◆ Direction:
Using the entries below, quote exactly the span of lines that begins with the line containing "Practice step: indicate the blue" and ends with the final line.

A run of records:

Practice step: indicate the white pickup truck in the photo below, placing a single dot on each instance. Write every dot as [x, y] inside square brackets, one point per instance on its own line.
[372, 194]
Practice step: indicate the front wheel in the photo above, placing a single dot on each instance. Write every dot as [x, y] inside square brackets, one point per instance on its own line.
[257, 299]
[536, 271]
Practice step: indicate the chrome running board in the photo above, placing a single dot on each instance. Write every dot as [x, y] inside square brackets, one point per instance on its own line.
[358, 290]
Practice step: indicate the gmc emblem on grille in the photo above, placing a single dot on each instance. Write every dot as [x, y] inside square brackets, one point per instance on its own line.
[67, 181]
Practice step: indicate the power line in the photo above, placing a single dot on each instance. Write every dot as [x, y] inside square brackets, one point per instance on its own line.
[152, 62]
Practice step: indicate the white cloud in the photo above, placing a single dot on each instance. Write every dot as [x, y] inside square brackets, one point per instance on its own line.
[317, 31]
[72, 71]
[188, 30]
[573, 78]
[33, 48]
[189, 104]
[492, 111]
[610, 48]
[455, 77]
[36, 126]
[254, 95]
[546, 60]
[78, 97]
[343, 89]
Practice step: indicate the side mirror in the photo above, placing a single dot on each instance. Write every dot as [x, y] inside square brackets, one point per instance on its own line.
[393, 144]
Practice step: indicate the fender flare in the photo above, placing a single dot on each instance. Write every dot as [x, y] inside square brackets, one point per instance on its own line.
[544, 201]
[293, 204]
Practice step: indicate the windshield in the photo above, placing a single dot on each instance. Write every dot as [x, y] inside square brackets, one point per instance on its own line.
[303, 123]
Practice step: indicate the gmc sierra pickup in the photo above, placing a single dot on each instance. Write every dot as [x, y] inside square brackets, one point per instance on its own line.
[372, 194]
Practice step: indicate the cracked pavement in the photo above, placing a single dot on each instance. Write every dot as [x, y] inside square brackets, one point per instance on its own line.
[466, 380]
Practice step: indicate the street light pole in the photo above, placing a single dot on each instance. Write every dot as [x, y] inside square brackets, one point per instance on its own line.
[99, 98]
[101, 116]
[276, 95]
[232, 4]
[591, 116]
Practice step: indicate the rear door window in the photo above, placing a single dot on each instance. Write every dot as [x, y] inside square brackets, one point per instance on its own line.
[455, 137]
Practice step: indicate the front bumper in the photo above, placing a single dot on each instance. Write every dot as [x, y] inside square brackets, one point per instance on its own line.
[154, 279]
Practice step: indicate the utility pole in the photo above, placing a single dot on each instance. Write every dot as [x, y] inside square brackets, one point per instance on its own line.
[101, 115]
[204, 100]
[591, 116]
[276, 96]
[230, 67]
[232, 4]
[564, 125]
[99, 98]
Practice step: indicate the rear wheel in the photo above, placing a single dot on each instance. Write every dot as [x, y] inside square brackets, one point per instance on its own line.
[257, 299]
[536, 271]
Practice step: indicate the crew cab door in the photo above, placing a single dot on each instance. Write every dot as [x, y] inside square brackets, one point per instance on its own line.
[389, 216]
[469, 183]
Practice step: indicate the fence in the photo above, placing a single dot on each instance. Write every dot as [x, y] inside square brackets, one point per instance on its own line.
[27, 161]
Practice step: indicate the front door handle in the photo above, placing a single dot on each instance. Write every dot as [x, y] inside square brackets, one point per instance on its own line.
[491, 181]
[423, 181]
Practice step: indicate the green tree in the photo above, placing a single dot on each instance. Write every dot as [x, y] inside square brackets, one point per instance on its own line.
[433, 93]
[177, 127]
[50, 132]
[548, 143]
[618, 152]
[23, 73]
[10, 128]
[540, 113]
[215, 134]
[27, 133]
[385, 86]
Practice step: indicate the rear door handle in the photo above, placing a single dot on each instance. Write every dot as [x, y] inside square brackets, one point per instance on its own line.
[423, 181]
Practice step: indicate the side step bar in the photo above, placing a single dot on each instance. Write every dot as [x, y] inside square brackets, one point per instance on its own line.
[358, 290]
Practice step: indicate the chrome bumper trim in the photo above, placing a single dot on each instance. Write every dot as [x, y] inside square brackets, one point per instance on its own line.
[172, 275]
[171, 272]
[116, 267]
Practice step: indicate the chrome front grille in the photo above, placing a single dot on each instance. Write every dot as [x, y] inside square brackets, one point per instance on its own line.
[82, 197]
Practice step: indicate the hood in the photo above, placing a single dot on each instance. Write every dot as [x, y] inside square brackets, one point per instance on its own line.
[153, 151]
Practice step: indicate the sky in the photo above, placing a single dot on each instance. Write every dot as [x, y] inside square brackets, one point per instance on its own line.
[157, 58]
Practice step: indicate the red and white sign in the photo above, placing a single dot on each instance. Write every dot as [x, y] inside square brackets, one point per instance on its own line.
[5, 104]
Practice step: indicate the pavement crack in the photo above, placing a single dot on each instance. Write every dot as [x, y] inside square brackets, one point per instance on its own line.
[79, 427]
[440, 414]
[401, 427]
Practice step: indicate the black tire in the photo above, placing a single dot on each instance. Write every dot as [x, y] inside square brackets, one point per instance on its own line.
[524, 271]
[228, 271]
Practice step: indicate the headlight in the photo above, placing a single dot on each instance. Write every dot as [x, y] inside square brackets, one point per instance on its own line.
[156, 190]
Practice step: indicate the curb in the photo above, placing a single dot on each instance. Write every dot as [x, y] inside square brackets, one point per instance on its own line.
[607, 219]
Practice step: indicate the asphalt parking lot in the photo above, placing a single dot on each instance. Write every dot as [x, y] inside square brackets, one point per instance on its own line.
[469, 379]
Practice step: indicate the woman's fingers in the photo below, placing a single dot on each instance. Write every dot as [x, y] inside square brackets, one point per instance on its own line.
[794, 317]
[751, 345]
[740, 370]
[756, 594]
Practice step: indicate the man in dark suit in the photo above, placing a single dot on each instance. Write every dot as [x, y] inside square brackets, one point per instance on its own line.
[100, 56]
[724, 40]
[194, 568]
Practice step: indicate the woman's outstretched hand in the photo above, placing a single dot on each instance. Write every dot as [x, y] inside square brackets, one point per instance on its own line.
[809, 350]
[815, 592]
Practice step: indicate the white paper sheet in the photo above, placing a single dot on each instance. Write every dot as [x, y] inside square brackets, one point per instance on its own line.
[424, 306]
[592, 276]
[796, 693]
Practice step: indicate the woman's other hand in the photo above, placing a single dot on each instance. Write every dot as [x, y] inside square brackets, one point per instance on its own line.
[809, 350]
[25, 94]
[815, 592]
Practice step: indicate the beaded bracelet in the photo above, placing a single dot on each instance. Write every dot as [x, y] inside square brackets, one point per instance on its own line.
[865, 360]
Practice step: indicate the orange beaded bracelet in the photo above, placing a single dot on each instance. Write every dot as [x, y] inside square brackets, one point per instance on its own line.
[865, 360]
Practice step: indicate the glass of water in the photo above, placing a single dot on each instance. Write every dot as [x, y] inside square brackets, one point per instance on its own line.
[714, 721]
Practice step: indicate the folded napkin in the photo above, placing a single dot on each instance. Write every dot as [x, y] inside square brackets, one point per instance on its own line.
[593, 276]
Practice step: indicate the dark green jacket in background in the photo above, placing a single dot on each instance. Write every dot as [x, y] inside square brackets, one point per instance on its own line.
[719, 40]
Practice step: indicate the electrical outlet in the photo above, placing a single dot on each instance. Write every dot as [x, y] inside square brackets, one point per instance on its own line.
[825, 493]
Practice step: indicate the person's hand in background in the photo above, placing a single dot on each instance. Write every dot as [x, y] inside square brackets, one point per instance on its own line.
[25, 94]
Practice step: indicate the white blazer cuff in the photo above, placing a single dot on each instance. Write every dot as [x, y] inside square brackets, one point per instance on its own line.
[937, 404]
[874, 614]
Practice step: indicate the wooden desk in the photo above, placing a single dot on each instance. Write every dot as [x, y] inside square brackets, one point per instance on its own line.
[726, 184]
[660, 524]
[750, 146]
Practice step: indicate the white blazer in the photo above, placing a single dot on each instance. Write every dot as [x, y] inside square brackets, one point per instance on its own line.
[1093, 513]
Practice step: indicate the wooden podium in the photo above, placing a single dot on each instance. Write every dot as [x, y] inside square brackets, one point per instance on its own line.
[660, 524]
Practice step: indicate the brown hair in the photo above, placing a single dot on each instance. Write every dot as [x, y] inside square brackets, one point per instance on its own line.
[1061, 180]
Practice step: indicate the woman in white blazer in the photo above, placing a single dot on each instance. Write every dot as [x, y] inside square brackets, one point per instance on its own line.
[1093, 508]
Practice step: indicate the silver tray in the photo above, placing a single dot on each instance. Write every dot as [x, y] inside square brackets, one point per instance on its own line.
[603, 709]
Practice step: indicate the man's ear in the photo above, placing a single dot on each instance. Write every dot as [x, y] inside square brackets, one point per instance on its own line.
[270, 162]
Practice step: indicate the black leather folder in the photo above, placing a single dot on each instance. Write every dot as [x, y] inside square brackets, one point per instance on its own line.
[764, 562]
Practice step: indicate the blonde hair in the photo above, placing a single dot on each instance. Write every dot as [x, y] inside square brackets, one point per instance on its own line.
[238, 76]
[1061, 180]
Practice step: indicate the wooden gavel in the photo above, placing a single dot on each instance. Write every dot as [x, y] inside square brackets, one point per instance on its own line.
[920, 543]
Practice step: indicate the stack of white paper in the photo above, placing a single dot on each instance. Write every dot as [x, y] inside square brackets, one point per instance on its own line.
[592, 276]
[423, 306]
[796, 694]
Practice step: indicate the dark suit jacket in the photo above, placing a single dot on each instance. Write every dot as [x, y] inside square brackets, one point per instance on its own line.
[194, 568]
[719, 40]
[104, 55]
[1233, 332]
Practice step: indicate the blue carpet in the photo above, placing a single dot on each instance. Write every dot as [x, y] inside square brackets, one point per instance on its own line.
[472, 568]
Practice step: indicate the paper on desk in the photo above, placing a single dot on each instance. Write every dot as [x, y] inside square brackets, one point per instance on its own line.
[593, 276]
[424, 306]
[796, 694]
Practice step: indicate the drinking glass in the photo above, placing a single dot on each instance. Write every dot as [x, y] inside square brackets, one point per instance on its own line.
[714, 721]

◆ Solution to this task:
Practice step: indicate the blue carpet in the photo above, placing a single dot on each instance. Write every dot as [x, y] inside square brackets, one point per instance on its own line.
[472, 568]
Practice step: indicate the paper on desk in the photo above, placing a single dot on each instance. Write every dot as [x, y] inside square brackets, one point per instance on its own line.
[593, 276]
[424, 306]
[796, 694]
Practice step: indicate the drinking glass in the photo above, placing a single dot on each instance. Write every dot as [x, y] inside square brackets, one point per instance on its own line.
[714, 721]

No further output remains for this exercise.